REQUIRED ACTION: Start at the top of the records and, please, print each line exactly through the line that contains "point: one pixel per instance, each like <point>297,94</point>.", leaving out all pictures.

(Referring expression pointing data)
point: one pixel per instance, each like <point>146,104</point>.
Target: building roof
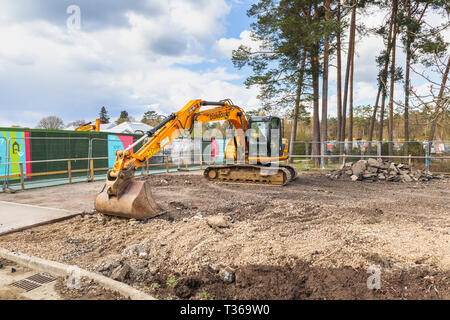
<point>127,127</point>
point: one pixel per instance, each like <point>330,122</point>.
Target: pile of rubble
<point>383,170</point>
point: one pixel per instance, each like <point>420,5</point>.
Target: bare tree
<point>51,123</point>
<point>347,71</point>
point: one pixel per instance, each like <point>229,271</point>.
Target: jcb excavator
<point>255,149</point>
<point>89,126</point>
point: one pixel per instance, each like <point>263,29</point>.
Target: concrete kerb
<point>61,269</point>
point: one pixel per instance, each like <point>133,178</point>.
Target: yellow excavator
<point>253,156</point>
<point>89,126</point>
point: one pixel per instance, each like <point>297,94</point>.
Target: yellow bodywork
<point>123,195</point>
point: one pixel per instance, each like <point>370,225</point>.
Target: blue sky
<point>136,56</point>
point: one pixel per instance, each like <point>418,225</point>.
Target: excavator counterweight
<point>255,152</point>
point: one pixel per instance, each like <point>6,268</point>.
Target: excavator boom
<point>127,196</point>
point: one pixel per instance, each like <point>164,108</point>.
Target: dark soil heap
<point>379,170</point>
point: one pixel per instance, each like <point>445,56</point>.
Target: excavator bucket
<point>134,201</point>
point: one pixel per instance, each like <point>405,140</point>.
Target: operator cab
<point>265,136</point>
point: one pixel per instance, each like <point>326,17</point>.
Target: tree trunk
<point>339,76</point>
<point>438,106</point>
<point>382,108</point>
<point>347,74</point>
<point>326,47</point>
<point>350,112</point>
<point>407,86</point>
<point>381,86</point>
<point>316,123</point>
<point>297,106</point>
<point>315,77</point>
<point>392,81</point>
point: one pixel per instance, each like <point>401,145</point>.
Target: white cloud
<point>224,47</point>
<point>44,70</point>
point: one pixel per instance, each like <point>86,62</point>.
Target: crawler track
<point>251,174</point>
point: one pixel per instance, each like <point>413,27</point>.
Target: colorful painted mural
<point>19,151</point>
<point>117,142</point>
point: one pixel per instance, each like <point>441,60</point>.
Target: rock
<point>217,222</point>
<point>120,272</point>
<point>392,167</point>
<point>359,167</point>
<point>107,266</point>
<point>374,163</point>
<point>227,274</point>
<point>143,255</point>
<point>406,178</point>
<point>372,169</point>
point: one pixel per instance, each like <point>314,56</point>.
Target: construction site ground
<point>315,238</point>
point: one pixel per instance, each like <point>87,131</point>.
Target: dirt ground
<point>312,239</point>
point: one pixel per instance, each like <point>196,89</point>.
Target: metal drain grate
<point>26,285</point>
<point>41,278</point>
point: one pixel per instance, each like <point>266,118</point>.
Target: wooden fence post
<point>22,180</point>
<point>69,169</point>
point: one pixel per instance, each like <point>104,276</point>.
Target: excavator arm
<point>126,196</point>
<point>177,124</point>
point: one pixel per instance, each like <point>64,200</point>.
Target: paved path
<point>38,291</point>
<point>16,217</point>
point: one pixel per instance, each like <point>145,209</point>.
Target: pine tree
<point>124,117</point>
<point>103,116</point>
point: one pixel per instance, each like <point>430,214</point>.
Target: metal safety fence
<point>66,160</point>
<point>430,156</point>
<point>62,160</point>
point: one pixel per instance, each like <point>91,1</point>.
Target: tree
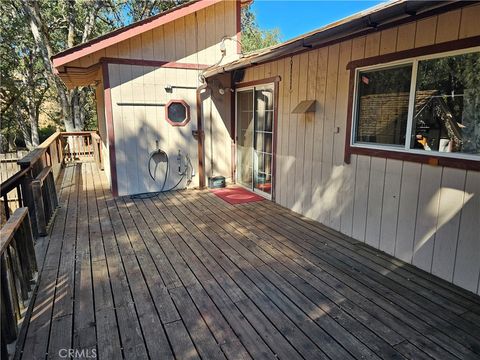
<point>33,31</point>
<point>23,85</point>
<point>254,38</point>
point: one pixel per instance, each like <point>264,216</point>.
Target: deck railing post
<point>9,322</point>
<point>26,187</point>
<point>39,207</point>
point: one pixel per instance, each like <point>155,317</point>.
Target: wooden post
<point>9,323</point>
<point>39,208</point>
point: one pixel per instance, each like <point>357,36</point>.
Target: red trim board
<point>128,32</point>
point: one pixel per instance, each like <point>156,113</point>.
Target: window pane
<point>177,112</point>
<point>447,105</point>
<point>382,107</point>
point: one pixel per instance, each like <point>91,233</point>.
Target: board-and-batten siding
<point>424,215</point>
<point>193,39</point>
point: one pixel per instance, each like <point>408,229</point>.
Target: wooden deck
<point>187,275</point>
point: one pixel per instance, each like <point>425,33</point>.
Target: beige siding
<point>421,214</point>
<point>194,39</point>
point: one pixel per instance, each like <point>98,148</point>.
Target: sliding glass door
<point>255,114</point>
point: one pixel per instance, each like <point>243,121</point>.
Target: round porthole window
<point>177,112</point>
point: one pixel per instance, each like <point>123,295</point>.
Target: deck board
<point>185,275</point>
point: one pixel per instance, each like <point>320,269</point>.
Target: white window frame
<point>411,107</point>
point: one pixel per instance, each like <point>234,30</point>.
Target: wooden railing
<point>18,274</point>
<point>33,184</point>
<point>36,203</point>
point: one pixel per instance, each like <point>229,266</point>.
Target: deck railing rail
<point>36,203</point>
<point>18,274</point>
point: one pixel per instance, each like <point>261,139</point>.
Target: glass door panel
<point>245,135</point>
<point>255,113</point>
<point>263,149</point>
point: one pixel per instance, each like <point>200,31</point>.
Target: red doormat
<point>237,195</point>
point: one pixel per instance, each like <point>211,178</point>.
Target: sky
<point>295,18</point>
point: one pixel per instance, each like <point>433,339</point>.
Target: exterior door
<point>255,116</point>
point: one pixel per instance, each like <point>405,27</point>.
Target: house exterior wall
<point>193,39</point>
<point>424,215</point>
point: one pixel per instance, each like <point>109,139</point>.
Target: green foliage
<point>254,38</point>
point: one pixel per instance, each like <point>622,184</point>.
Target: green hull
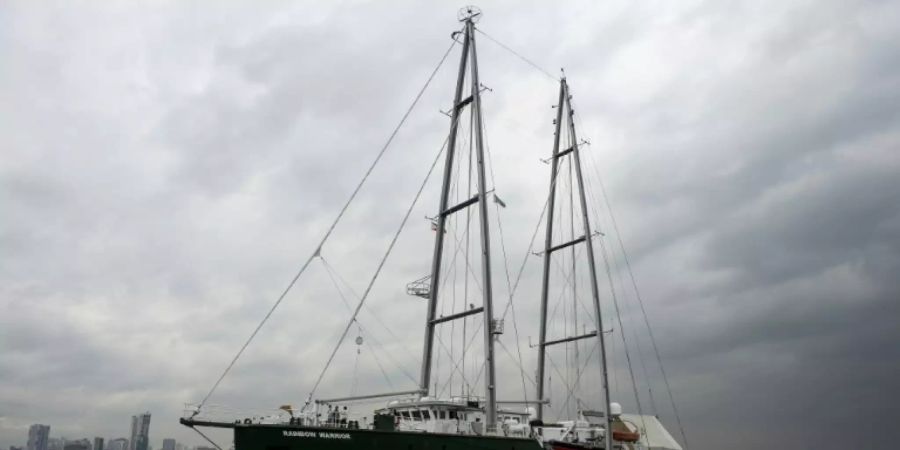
<point>286,437</point>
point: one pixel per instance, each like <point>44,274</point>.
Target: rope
<point>505,264</point>
<point>331,274</point>
<point>333,271</point>
<point>206,437</point>
<point>526,60</point>
<point>330,229</point>
<point>365,295</point>
<point>643,310</point>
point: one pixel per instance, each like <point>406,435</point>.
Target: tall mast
<point>548,244</point>
<point>574,154</point>
<point>468,59</point>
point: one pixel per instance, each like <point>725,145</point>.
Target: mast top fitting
<point>469,13</point>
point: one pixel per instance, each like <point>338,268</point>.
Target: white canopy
<point>655,436</point>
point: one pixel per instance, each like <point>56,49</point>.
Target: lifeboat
<point>626,436</point>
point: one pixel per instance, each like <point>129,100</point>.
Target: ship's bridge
<point>456,416</point>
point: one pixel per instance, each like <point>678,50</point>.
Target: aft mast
<point>564,107</point>
<point>469,60</point>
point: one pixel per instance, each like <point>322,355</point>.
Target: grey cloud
<point>166,167</point>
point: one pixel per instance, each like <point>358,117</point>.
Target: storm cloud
<point>166,167</point>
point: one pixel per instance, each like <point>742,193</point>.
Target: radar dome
<point>615,409</point>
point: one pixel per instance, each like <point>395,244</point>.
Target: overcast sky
<point>166,167</point>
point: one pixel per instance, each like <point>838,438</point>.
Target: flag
<point>499,202</point>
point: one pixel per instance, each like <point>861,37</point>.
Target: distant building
<point>81,444</point>
<point>140,432</point>
<point>38,437</point>
<point>117,444</point>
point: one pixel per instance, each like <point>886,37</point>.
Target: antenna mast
<point>468,16</point>
<point>549,248</point>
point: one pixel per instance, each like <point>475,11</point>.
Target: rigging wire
<point>643,310</point>
<point>612,290</point>
<point>377,272</point>
<point>526,60</point>
<point>331,274</point>
<point>505,260</point>
<point>640,302</point>
<point>349,288</point>
<point>330,228</point>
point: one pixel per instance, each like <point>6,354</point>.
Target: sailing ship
<point>420,419</point>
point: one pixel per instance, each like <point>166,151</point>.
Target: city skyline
<point>39,438</point>
<point>166,167</point>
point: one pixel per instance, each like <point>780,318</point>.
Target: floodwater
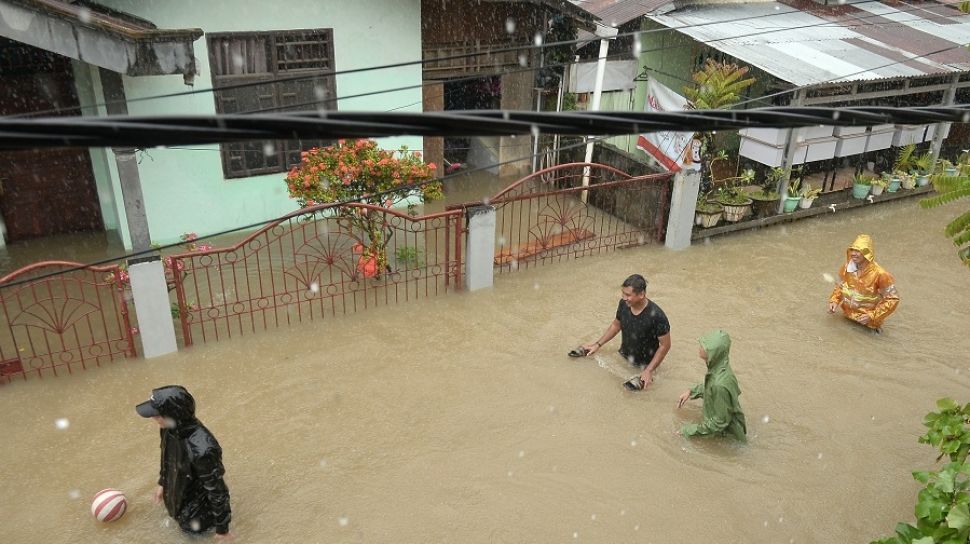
<point>460,418</point>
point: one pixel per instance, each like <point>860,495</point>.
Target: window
<point>282,65</point>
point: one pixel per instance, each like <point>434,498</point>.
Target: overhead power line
<point>517,48</point>
<point>154,131</point>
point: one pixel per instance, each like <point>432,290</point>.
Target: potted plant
<point>892,181</point>
<point>793,197</point>
<point>907,181</point>
<point>736,203</point>
<point>879,185</point>
<point>906,159</point>
<point>861,184</point>
<point>924,167</point>
<point>809,194</point>
<point>708,214</point>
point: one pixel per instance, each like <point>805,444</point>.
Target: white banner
<point>673,150</point>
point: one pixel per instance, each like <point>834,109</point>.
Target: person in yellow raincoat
<point>867,292</point>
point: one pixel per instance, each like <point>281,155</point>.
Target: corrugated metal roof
<point>620,12</point>
<point>804,43</point>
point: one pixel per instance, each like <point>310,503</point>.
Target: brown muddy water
<point>460,418</point>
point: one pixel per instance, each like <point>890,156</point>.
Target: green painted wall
<point>184,189</point>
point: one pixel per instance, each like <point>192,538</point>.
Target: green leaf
<point>959,517</point>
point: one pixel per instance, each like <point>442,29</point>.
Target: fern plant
<point>949,189</point>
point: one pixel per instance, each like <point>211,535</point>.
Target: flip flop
<point>634,384</point>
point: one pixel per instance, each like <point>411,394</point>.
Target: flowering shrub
<point>359,170</point>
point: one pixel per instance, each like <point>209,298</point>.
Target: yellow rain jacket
<point>870,291</point>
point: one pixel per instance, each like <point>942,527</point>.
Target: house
<point>803,52</point>
<point>144,57</point>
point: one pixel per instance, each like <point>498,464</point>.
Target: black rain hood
<point>171,401</point>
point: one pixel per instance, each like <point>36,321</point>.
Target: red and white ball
<point>109,505</point>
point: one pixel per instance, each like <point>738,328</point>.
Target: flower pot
<point>736,212</point>
<point>709,219</point>
<point>893,184</point>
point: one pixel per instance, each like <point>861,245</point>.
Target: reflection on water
<point>461,419</point>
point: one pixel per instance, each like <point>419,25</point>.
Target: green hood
<point>717,344</point>
<point>720,391</point>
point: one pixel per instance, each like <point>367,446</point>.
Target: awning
<point>93,34</point>
<point>806,43</point>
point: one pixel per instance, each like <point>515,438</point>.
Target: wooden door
<point>43,192</point>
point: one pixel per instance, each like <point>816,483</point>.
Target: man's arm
<point>210,472</point>
<point>611,332</point>
<point>647,374</point>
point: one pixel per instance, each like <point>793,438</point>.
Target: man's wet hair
<point>637,282</point>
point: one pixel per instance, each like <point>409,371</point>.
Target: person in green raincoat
<point>720,391</point>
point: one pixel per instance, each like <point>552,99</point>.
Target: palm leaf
<point>945,197</point>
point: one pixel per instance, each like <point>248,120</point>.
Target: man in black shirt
<point>646,331</point>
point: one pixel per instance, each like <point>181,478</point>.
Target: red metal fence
<point>550,216</point>
<point>64,317</point>
<point>315,264</point>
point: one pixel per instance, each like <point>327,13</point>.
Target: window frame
<point>276,76</point>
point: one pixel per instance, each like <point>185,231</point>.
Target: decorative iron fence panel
<point>313,265</point>
<point>551,216</point>
<point>64,317</point>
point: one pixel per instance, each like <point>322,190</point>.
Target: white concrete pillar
<point>683,201</point>
<point>480,245</point>
<point>152,306</point>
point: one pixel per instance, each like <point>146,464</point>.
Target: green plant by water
<point>943,505</point>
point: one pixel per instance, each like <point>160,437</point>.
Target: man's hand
<point>647,377</point>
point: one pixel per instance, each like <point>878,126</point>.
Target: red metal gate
<point>551,216</point>
<point>313,265</point>
<point>60,316</point>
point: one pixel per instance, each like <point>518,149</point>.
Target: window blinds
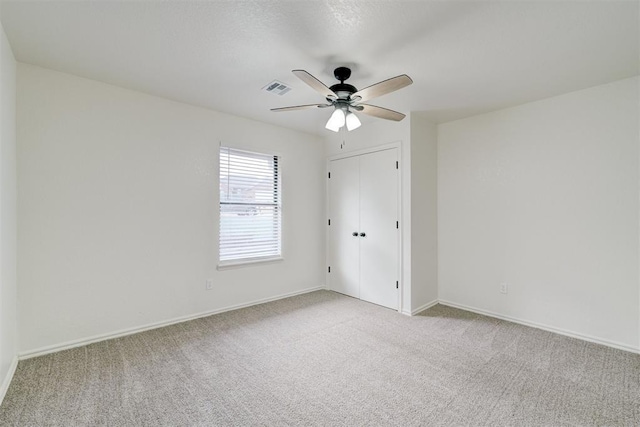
<point>250,211</point>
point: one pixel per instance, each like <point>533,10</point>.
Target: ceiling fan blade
<point>301,107</point>
<point>382,113</point>
<point>316,84</point>
<point>382,88</point>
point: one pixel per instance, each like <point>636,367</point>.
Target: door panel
<point>344,207</point>
<point>379,253</point>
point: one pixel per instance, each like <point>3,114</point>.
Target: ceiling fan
<point>346,99</point>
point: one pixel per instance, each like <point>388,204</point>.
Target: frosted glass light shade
<point>352,121</point>
<point>336,121</point>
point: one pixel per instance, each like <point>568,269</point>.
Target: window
<point>250,210</point>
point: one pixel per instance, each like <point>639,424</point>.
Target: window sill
<point>229,265</point>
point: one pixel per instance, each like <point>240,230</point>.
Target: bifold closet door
<point>344,205</point>
<point>379,248</point>
<point>363,250</point>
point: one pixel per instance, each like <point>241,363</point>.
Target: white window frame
<point>277,205</point>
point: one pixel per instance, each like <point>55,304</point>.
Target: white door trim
<point>397,145</point>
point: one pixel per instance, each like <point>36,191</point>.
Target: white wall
<point>8,316</point>
<point>424,212</point>
<point>374,133</point>
<point>544,197</point>
<point>118,209</point>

OUTPUT:
point: one pixel per instance, each like <point>146,104</point>.
Target: building roof
<point>127,127</point>
point: one pixel per instance, each like <point>330,122</point>.
Target: pile of rubble
<point>383,170</point>
point: one pixel per instance, each like <point>420,5</point>.
Target: bare tree
<point>51,123</point>
<point>347,71</point>
point: one pixel per instance, each like <point>229,271</point>.
Target: jcb excavator
<point>255,149</point>
<point>89,126</point>
point: one pixel per instance, each like <point>263,29</point>.
Target: concrete kerb
<point>61,269</point>
point: one pixel per instance, each like <point>133,178</point>.
Target: yellow excavator
<point>253,156</point>
<point>89,126</point>
point: one pixel per instance, each like <point>297,94</point>.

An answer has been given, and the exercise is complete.